| Task details |
Convert the material below into a two-column CSV with the header columns "request" and "polygons", one row per request. Put the request text and its answer each in a single quoted field, with line breaks replaced by spaces.

Region labeling entries:
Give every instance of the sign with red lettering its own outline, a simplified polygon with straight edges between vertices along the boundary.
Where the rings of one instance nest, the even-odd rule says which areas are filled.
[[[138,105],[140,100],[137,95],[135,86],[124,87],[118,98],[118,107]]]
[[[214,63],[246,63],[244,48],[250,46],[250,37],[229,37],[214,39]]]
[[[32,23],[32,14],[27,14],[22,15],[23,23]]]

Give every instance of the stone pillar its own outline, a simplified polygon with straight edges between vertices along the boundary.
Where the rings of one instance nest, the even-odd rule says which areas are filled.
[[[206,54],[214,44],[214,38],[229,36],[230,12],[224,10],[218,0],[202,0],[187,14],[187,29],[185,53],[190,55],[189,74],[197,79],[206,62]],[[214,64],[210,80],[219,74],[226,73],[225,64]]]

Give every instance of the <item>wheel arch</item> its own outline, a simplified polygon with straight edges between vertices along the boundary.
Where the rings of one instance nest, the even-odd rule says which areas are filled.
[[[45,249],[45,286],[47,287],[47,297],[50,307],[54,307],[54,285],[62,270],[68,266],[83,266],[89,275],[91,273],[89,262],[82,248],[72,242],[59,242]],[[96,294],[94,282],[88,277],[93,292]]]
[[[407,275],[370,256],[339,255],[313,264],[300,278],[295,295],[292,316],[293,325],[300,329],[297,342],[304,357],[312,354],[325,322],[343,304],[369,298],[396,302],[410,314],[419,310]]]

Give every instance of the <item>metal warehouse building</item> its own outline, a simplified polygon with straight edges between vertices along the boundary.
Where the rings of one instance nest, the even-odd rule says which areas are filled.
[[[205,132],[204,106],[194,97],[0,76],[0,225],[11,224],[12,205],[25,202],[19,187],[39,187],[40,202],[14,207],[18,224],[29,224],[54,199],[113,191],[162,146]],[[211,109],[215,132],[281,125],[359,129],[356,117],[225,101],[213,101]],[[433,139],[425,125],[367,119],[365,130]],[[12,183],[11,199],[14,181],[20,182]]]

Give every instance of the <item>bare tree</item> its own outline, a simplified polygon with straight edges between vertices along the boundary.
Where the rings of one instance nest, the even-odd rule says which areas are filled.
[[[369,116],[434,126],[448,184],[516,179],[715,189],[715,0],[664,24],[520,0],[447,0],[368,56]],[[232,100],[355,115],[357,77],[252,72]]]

| The solution |
request,polygons
"Give every instance of the sign with red lettering its own outline, a simplified polygon with straight edges between vertices along the boundary. Where the rings of one instance nest, the even-odd rule says which areas are filled.","[[[138,105],[140,100],[137,95],[135,86],[124,87],[118,98],[118,107]]] [[[214,63],[246,63],[244,48],[250,46],[250,37],[229,37],[214,39]]] [[[32,23],[32,14],[27,14],[22,15],[23,23]]]"
"Give every instance of the stone pillar its own outline, a simplified polygon with straight edges between vertices along the boundary. Where the rings of one instance nest, the even-odd rule says which areas are filled.","[[[206,54],[214,44],[214,38],[229,36],[230,12],[224,10],[218,0],[202,0],[187,14],[187,29],[185,53],[190,55],[189,74],[197,79],[206,62]],[[214,64],[210,80],[219,74],[226,73],[225,64]]]"
"Give every instance of the <item>wheel arch</item> its own outline, a simplified polygon with straight edges between vertices along the boundary. Where the rings of one instance nest, the even-odd rule says which areas are filled.","[[[45,249],[45,286],[47,287],[47,297],[50,307],[54,307],[54,285],[62,270],[68,266],[83,266],[89,275],[91,273],[89,262],[82,248],[72,242],[59,242]],[[96,294],[94,282],[88,277],[93,292]]] [[[407,275],[370,256],[339,255],[313,264],[300,278],[295,295],[292,316],[293,325],[300,329],[297,342],[304,357],[312,354],[325,322],[343,304],[369,298],[396,302],[410,314],[419,310]]]"
"Give every instance of the <item>metal warehouse building</item> its own outline, a simplified polygon with straight edges between vertices along the boundary. Where the rings of one instance nest, the even-odd rule says which areas are filled.","[[[205,132],[204,106],[194,97],[0,76],[0,225],[11,224],[12,205],[25,202],[19,187],[39,187],[40,202],[14,207],[18,224],[29,224],[54,199],[113,191],[162,146]],[[211,109],[215,132],[281,125],[359,129],[356,117],[225,101],[213,101]],[[433,139],[425,125],[367,119],[365,130]],[[12,183],[11,199],[14,181],[20,182]]]"
"Give every instance of the <item>bare tree</item> its own outline, a simplified polygon with straight edges between vertices along the boundary. Where the rings of one instance nest, the even-odd rule says which areas are filled.","[[[369,116],[434,126],[448,184],[516,179],[715,189],[715,0],[664,24],[520,0],[447,0],[368,56]],[[232,100],[355,115],[357,77],[252,72]]]"